Luqum: Lucene Query Parser
Luqum (LUcene QUery Manipolator) is a Python library that parses Lucene Query DSL strings, building an abstract syntax tree (AST) for inspection, analysis, and manipulation. It enables transforming Lucene DSL queries into native Elasticsearch JSON DSL. The library is currently at version 1.0.0 and sees releases as new features and maintenance updates are introduced, typically every few months. [1, 7, 11]
Warnings
- gotcha Lucene queries with implicit operators (e.g., 'foo bar' instead of 'foo AND bar') are parsed as `UnknownOperation`. Users need to apply a transformer like `UnknownOperationResolver` to explicitly define the operator (e.g., AND, OR) for correct interpretation.
- gotcha When constructing or modifying ASTs programmatically (rather than parsing a string), the `head` and `tail` properties (representing non-meaningful text like spaces around elements) must be set manually if preserving the original query's formatting or position information is critical. These properties are computed automatically during parsing.
- gotcha The underlying PLY library, used by luqum for parsing, is not inherently thread-safe. For concurrent parsing operations in a multi-threaded environment, `luqum.thread.parse()` should be used instead of `luqum.parser.parser.parse()` to ensure thread-safe execution by cloning the lexer state.
- breaking Version 0.14.0 removed official support for Python 3.6, 3.7, 3.8, and 3.9. Users on these older Python versions should use `luqum < 0.14.0` or upgrade their Python environment.
- breaking In version 0.11.0, the `naming` module and its `auto_name` function were completely modified, leading to API incompatibility for any code using these features.

▬▬▬

* TASK SET *
**a)** Output the passage of the Luqum page from "- gotcha The" to "their Python environment." without any changes.
**b)** According to the Luqum page, which version of luqum removed official support for Python 3.6, 3.7, 3.8, and 3.9?
The data that follows has no connection to the Luqum page.

* PROVIDED MATERIAL *

▬▬▬

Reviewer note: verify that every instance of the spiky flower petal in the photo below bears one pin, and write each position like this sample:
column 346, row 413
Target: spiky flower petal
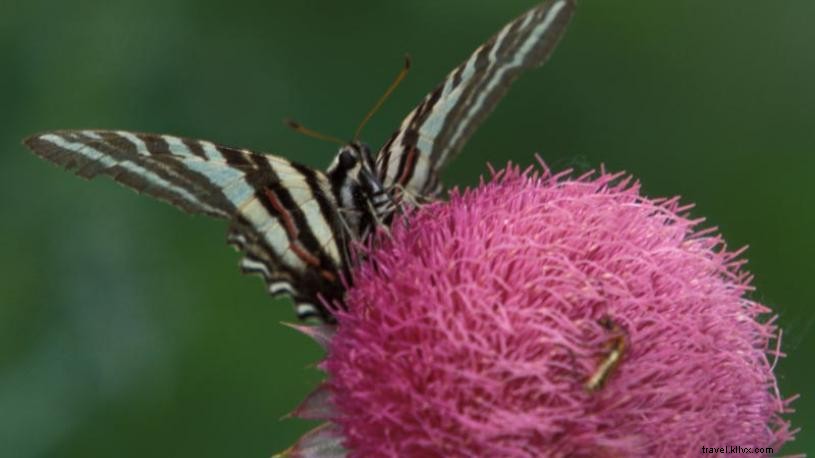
column 539, row 315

▬▬▬

* ANSWERS BY TASK *
**a)**
- gotcha The underlying PLY library, used by luqum for parsing, is not inherently thread-safe. For concurrent parsing operations in a multi-threaded environment, `luqum.thread.parse()` should be used instead of `luqum.parser.parser.parse()` to ensure thread-safe execution by cloning the lexer state.
- breaking Version 0.14.0 removed official support for Python 3.6, 3.7, 3.8, and 3.9. Users on these older Python versions should use `luqum < 0.14.0` or upgrade their Python environment.

**b)** Version 0.14.0